::: Brano riportato :::
Il modo in cui rispondiamo a una simile situazione può anche essere influenzato da eventi minimi, come i film sull’invasione di extraterrestri che abbiamo visto o i libri di fantascienza che abbiamo letto. Se avete visto molti film sugli UFO in cui alla fine gli alieni sono sempre ‘buoni’, allora si può pensare che questo influenzi la vostra corteccia prefrontale”, dice Gross. “E inizi ad adattare le vostre risposte a future nuove [esperienze].”

Il contesto, osserva Liberzon, è fondamentale. Individualmente o collettivamente, gli esseri umani risponderanno in modo molto diverso se osservano un leone in uno zoo o lo incontrano nella savana africana, e lo stesso vale per l’incontro con un alieno in un romanzo di fantascienza o dal vivo.

E se gli scienziati scoprissero qualcosa di così estraneo a questo mondo, sia letteralmente, sia nel senso che non possiamo paragonarlo a nulla che conosciamo, sembra inutile, se non sciocco, fare previsioni su come l’umanità reagirà.

Gross pensa che probabilmente cercheremmo prima di capirlo, una reazione che può essere interpretata come un altro antico sistema difensivo evolutivamente scolpito in noi, destinato ad acquisire il controllo di una nuova situazione. Ci sarebbero probabilmente alcune risposte positive e alcune negative, ma saranno tutte “basate sulla necessità degli esseri umani di controllare il loro ambiente e assicurarsi che le cose non siano minacciose per loro”, dice Gross.

“Quando pensiamo alla forma che la vita può prendere altrove, siamo davvero limitati dal fatto che abbiamo conoscenze solo su come la vita si è evoluta per esistere qui”, dice Varnum. Ma “il mio sospetto è che quanto più estranea fosse quel tipo di vita, tanto più più le persone sarebbero eccitate”.
::: Voci estratte :::
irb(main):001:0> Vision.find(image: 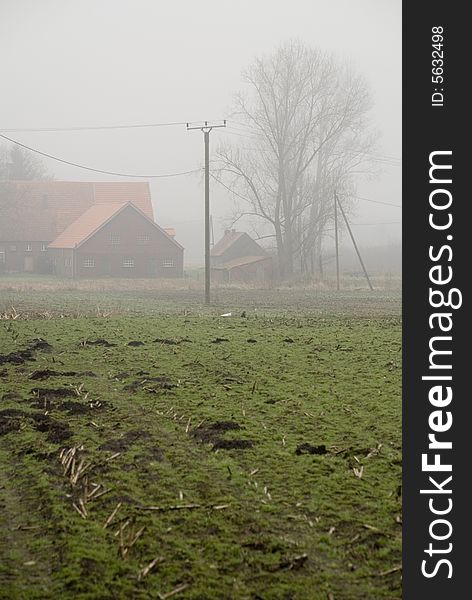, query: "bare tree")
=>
[0,145,51,181]
[217,42,372,277]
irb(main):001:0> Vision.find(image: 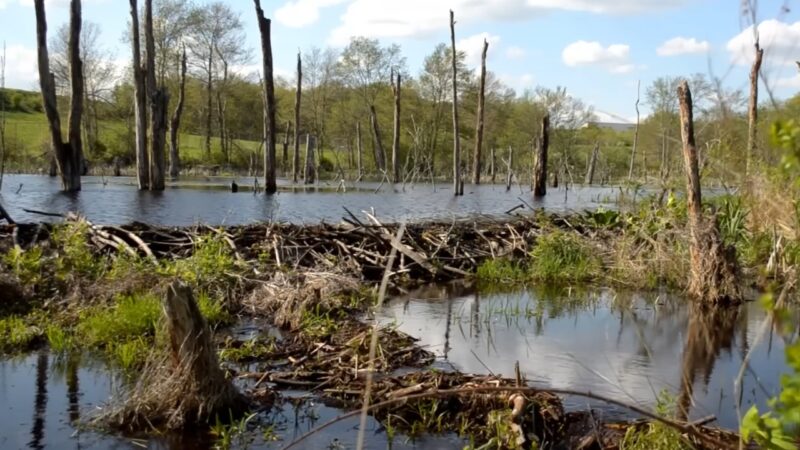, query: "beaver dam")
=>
[0,205,797,449]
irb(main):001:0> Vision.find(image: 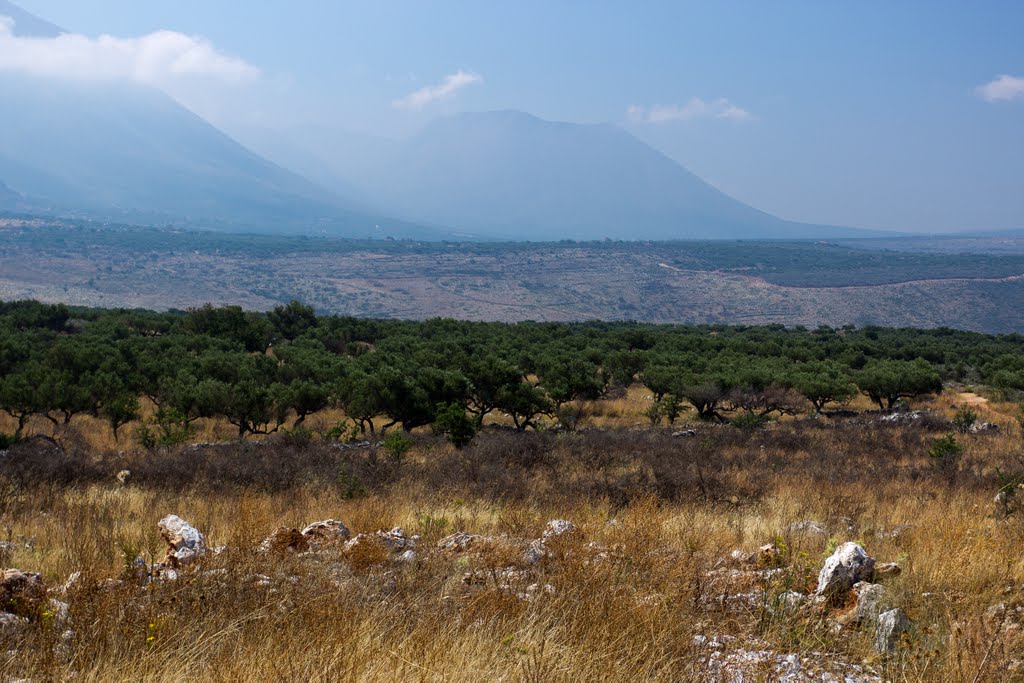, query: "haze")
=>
[0,0,1024,232]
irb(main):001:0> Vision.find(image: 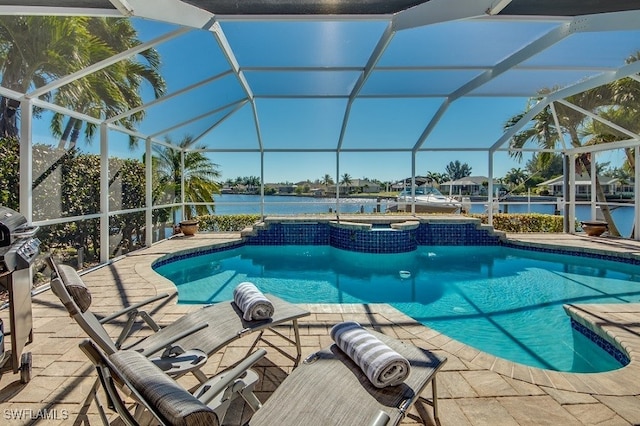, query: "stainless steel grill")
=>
[0,206,40,383]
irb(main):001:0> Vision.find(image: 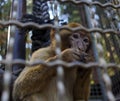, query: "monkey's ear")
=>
[50,29,55,40]
[68,22,81,28]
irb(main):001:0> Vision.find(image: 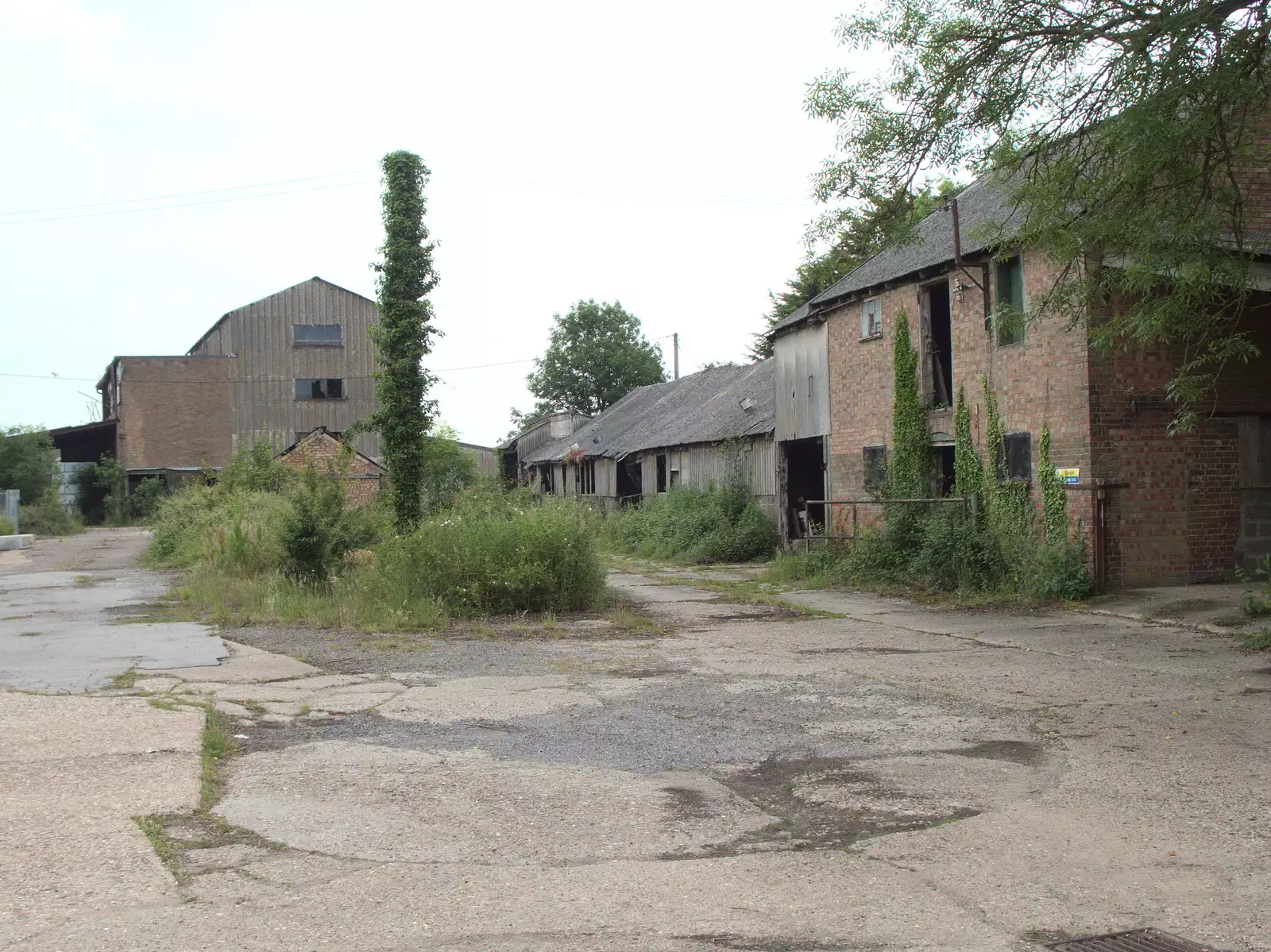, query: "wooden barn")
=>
[523,360,782,521]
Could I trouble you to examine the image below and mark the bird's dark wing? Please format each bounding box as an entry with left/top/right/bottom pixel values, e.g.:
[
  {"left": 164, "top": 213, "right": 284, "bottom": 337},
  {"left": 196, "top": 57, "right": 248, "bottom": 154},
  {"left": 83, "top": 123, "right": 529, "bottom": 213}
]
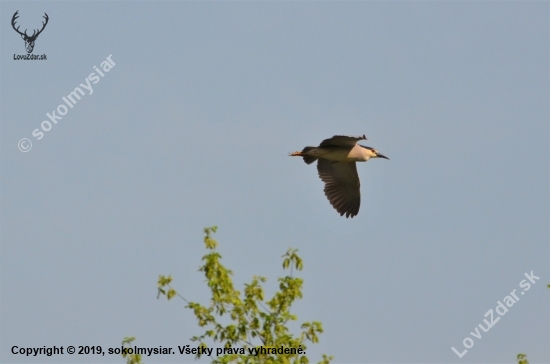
:::
Il tuo compito:
Puoi citare, parola per parola, la parte del brano sulla reazione umana a un incontro con gli alieni che si apre con le parole contenenti "Il contesto, osserva" e si chiude con "come l’umanità reagirà."?

Il risultato:
Il contesto, osserva Liberzon, è fondamentale. Individualmente o collettivamente, gli esseri umani risponderanno in modo molto diverso se osservano un leone in uno zoo o lo incontrano nella savana africana, e lo stesso vale per l’incontro con un alieno in un romanzo di fantascienza o dal vivo.

E se gli scienziati scoprissero qualcosa di così estraneo a questo mondo, sia letteralmente, sia nel senso che non possiamo paragonarlo a nulla che conosciamo, sembra inutile, se non sciocco, fare previsioni su come l’umanità reagirà.